_The records_:

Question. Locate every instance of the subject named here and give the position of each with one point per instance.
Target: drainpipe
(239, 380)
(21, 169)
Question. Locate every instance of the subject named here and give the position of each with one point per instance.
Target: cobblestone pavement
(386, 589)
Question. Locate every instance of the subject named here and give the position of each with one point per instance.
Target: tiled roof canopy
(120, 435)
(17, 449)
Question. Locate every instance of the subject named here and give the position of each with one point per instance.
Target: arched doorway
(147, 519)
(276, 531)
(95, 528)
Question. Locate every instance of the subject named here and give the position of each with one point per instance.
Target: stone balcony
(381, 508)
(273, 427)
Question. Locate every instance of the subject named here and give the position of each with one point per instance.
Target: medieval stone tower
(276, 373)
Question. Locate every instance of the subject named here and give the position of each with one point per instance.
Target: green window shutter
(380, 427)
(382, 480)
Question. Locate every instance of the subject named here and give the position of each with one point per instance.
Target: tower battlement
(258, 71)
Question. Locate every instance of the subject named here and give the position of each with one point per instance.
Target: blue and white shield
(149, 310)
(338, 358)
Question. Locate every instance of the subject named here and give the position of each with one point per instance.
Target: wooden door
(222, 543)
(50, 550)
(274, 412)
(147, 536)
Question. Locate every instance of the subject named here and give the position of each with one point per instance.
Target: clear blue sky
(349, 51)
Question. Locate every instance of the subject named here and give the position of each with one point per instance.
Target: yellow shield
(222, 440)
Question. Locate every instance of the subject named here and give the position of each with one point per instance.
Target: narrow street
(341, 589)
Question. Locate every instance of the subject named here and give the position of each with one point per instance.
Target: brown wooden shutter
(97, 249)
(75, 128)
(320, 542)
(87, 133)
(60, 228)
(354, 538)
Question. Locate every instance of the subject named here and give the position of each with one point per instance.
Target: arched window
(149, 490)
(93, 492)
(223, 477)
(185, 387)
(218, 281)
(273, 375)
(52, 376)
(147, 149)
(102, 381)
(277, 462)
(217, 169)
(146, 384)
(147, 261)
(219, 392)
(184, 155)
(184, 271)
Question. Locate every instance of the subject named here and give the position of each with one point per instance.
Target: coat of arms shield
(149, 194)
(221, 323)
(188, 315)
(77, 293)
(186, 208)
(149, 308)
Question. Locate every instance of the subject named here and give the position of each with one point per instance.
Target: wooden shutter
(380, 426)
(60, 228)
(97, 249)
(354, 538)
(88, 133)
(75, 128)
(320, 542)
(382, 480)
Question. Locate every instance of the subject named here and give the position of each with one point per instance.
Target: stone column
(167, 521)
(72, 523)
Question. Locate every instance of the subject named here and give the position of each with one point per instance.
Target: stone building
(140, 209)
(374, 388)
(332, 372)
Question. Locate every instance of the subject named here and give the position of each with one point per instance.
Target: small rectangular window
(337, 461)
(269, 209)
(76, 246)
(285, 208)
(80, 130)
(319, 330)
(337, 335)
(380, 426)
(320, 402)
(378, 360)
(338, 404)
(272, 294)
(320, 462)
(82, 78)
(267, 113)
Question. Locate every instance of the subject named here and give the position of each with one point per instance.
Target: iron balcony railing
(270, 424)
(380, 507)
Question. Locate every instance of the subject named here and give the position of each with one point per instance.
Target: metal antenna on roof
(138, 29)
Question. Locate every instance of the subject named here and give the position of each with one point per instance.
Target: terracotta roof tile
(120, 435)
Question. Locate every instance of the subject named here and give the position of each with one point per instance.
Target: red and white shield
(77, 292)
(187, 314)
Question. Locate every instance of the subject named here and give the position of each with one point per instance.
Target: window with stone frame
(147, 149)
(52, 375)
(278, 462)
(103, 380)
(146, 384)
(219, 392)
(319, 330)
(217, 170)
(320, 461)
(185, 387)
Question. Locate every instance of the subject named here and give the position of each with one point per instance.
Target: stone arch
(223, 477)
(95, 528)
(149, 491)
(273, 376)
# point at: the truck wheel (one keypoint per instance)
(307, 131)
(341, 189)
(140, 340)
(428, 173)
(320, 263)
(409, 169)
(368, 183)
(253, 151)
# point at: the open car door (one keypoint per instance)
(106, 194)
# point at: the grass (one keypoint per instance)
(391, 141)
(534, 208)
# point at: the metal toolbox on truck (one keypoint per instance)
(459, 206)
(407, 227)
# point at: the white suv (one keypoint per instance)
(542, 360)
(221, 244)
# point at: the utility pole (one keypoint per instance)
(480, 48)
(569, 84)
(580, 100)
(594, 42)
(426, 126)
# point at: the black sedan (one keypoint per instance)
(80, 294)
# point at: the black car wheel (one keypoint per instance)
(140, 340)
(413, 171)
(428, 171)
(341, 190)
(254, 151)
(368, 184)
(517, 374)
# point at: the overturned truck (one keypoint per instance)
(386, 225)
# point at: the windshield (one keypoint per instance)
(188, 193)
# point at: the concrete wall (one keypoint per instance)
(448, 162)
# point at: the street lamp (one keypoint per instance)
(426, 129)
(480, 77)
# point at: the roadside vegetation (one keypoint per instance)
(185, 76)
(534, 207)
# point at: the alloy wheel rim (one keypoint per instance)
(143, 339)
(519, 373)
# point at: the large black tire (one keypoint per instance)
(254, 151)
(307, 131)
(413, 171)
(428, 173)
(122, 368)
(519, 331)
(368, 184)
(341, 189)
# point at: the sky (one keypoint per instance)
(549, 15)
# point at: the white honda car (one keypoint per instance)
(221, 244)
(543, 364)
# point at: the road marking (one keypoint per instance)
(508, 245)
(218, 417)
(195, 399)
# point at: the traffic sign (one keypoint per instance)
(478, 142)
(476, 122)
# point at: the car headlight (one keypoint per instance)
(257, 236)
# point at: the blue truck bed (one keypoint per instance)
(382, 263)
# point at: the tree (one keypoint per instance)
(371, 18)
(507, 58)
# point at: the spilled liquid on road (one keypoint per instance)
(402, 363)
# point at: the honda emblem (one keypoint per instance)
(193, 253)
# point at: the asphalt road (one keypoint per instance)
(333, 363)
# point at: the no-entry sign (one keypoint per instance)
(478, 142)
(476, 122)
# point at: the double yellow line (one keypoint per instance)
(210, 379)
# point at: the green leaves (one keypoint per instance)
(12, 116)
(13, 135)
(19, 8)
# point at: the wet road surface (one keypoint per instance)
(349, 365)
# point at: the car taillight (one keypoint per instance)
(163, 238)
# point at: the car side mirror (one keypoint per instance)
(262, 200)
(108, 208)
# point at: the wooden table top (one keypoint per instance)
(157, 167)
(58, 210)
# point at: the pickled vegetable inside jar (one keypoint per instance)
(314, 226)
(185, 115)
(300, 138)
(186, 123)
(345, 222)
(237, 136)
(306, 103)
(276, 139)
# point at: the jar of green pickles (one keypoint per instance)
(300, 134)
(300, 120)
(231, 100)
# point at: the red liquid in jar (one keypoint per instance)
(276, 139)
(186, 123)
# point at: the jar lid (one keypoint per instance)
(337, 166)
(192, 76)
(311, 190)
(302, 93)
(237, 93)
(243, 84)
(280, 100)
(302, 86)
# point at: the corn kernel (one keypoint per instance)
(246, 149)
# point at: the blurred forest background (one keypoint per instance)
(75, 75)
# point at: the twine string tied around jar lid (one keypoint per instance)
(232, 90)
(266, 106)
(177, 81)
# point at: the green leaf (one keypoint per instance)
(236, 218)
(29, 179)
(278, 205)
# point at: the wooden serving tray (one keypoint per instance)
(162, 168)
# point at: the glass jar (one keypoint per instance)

_Task directions_:
The listing above should be repeated in its entirety, unchanged.

_The completed task_:
Question. Locate every instance of the subject named here and give the position of each with one point per instance.
Target: drainpipe
(239, 380)
(21, 169)
Question. Locate every instance of the subject named here and give the position of each with one point per instance.
Target: cobblestone pavement
(386, 589)
Question. Locate every instance of the subject named here and give the position of each with one point per instance.
Target: tiled roof canopy
(120, 435)
(17, 449)
Question. Locate every instance of the subject named here and give the position of each with one point per instance.
Target: arched doorway
(147, 519)
(276, 531)
(95, 528)
Question. Locate every instance of the subject named here and give the position of each with one point per instance.
Target: stone balcony
(381, 508)
(273, 427)
Question. Locate every instance of the subject named here and give the position of each with one point per instance.
Target: medieval stone tower
(276, 373)
Question. Locate every instance of the subject named here and give the position of each with one point per instance.
Target: green window shutter
(380, 427)
(382, 480)
Question. Locate every instance of the subject named here and give the position of each with one point per instance.
Target: tower battlement
(258, 71)
Question. Locate every instance of the subject named here and give the position of each with one point per instance.
Target: blue and white shield
(149, 310)
(338, 358)
Question. Locate every instance of the subject named here and give the position of each with one point per instance.
Target: wooden door
(222, 543)
(50, 550)
(274, 412)
(147, 536)
Question. Locate every instance of the subject named here and give the position of each with one point per instance.
Target: clear blue sky
(349, 51)
Question. Locate every instance of the subject named here and give the position of each with one point per instance.
Target: yellow shield
(222, 440)
Question. Locate every instance of the subject named here and give the position of each with one point per instance.
Target: narrow street
(341, 589)
Question. Locate every instance of the subject named here and give the position of each with one point per instance.
Target: brown wooden shutter
(97, 249)
(75, 128)
(320, 542)
(87, 133)
(60, 228)
(354, 538)
Question. Locate every instance of the subject named here and give the position of each with one point per instance.
Target: arched window
(149, 490)
(93, 492)
(223, 477)
(185, 387)
(218, 281)
(273, 375)
(52, 376)
(147, 149)
(102, 381)
(277, 462)
(217, 169)
(146, 384)
(147, 261)
(219, 392)
(184, 155)
(184, 271)
Question. Locate every instance of the subject named here and give the position of each with one point per instance.
Target: coat of arms shield
(149, 194)
(221, 323)
(188, 315)
(77, 293)
(186, 208)
(149, 308)
Question. Locate every instance of the subject named here and give the position of each with one point per instance.
Target: wooden shutter
(380, 426)
(60, 228)
(97, 249)
(354, 538)
(88, 133)
(75, 128)
(320, 542)
(382, 480)
Question. Locate every instance of the subject named here and give the position of each with one point per instance.
Target: stone column
(167, 521)
(72, 523)
Question. Locate every instance of the subject named here and give the position of each with one point per instance.
Target: stone building
(140, 209)
(374, 388)
(332, 372)
Question. Locate every instance of the subject named here and give the position of each with one point per instance.
Target: small rectangular window
(337, 461)
(269, 209)
(76, 246)
(285, 208)
(80, 130)
(319, 330)
(337, 335)
(380, 426)
(320, 402)
(378, 360)
(338, 404)
(272, 294)
(320, 462)
(82, 78)
(267, 113)
Question. Locate every instance of the subject named here and give the position of each with one point per instance.
Target: iron balcony railing
(270, 424)
(380, 507)
Question. Locate every instance of the subject named here and give the position of each with one point per instance.
Target: metal antenna on roof
(138, 29)
Question. Locate every instance of the subject named here and give the position of each with one point per instance.
Target: terracotta roof tile
(120, 435)
Question. Locate every instance of the subject named here and give the position of each with one point per instance.
Target: red and white shield
(77, 292)
(187, 314)
Question. Locate every instance of the subject named here and give the position of each with one point per instance.
Target: window with stone frame
(147, 149)
(52, 375)
(278, 462)
(103, 380)
(146, 384)
(219, 392)
(319, 330)
(217, 170)
(320, 461)
(185, 387)
Question. Locate every instance of the subject named here and give the position of each with one point per instance.
Target: stone arch
(223, 477)
(95, 528)
(149, 491)
(273, 376)
# point at: the truck wheel (one keypoint per instance)
(307, 131)
(341, 189)
(140, 340)
(428, 173)
(320, 263)
(409, 169)
(368, 183)
(253, 151)
# point at: the open car door (one keypoint per instance)
(106, 194)
# point at: the grass (one keypoint per instance)
(391, 141)
(534, 208)
# point at: the metal toolbox on truck (one keypoint per instance)
(459, 206)
(407, 227)
# point at: the white suv (one keypoint per instance)
(542, 360)
(221, 244)
# point at: the utility pole (one keypoint per instance)
(480, 48)
(569, 84)
(580, 100)
(594, 42)
(426, 126)
# point at: the black sedan (one keypoint per instance)
(80, 294)
# point at: the black car wheel (one keypoint per instance)
(140, 340)
(413, 171)
(428, 171)
(341, 190)
(254, 151)
(368, 184)
(517, 374)
# point at: the overturned truck (one keypoint per instance)
(386, 225)
# point at: the windshield (one keypoint per instance)
(188, 193)
# point at: the concrete wall (one keypoint per instance)
(448, 162)
# point at: the street lamp (one keypoint per instance)
(426, 129)
(480, 77)
# point at: the roadside vegetation (one keypoint per instance)
(185, 76)
(534, 207)
# point at: the alloy wheel rim (one keypoint per instance)
(143, 339)
(519, 373)
# point at: the large black tire (one keypoint per instance)
(254, 151)
(307, 131)
(413, 171)
(428, 173)
(122, 368)
(519, 331)
(368, 184)
(341, 189)
# point at: the sky (one keypoint per instance)
(549, 15)
# point at: the white honda car (one keypoint per instance)
(221, 244)
(543, 364)
# point at: the road marking (one keypoint per instance)
(508, 245)
(218, 417)
(195, 399)
# point at: the traffic sign (one keypoint per instance)
(478, 142)
(476, 122)
# point at: the car headlight (one keypoint per instance)
(257, 236)
# point at: the blue truck bed (one keypoint per instance)
(382, 263)
# point at: the tree (one keypoint per instance)
(371, 18)
(507, 58)
# point at: the spilled liquid on road (one keypoint per instance)
(402, 363)
# point at: the honda emblem (one keypoint per instance)
(193, 253)
# point at: the asphalt road (one keypoint per instance)
(333, 363)
# point at: the no-entry sign (one keypoint per instance)
(478, 142)
(476, 122)
# point at: the double yellow line (one keypoint per instance)
(210, 379)
# point at: the green leaves (one keypoint per instance)
(12, 116)
(13, 135)
(19, 8)
# point at: the wet road surface (one keypoint per instance)
(349, 365)
# point at: the car taillight (one keypoint per instance)
(163, 238)
# point at: the car side mirror (one keypoint per instance)
(262, 200)
(108, 208)
# point at: the wooden table top (one keypoint per instance)
(157, 167)
(58, 210)
# point at: the pickled vegetable inside jar (one keypoint per instance)
(314, 226)
(185, 115)
(300, 138)
(186, 123)
(345, 222)
(237, 136)
(306, 103)
(276, 139)
# point at: the jar of green pickles (one keypoint per instance)
(300, 134)
(300, 120)
(231, 100)
# point at: the red liquid in jar (one keypoint per instance)
(276, 139)
(186, 123)
# point at: the jar lid (one keypoint per instance)
(337, 166)
(192, 76)
(311, 190)
(302, 93)
(237, 93)
(243, 84)
(280, 100)
(302, 86)
# point at: the corn kernel (one keypoint per instance)
(246, 149)
# point at: the blurred forest background (one keypoint per instance)
(75, 75)
# point at: the twine string tied around jar lid (one keypoint per instance)
(232, 90)
(266, 106)
(177, 81)
# point at: the green leaf (one keypoint per instance)
(236, 218)
(29, 179)
(278, 205)
# point at: the wooden serving tray (one keypoint per instance)
(162, 168)
# point at: the glass jar (one keypoint per instance)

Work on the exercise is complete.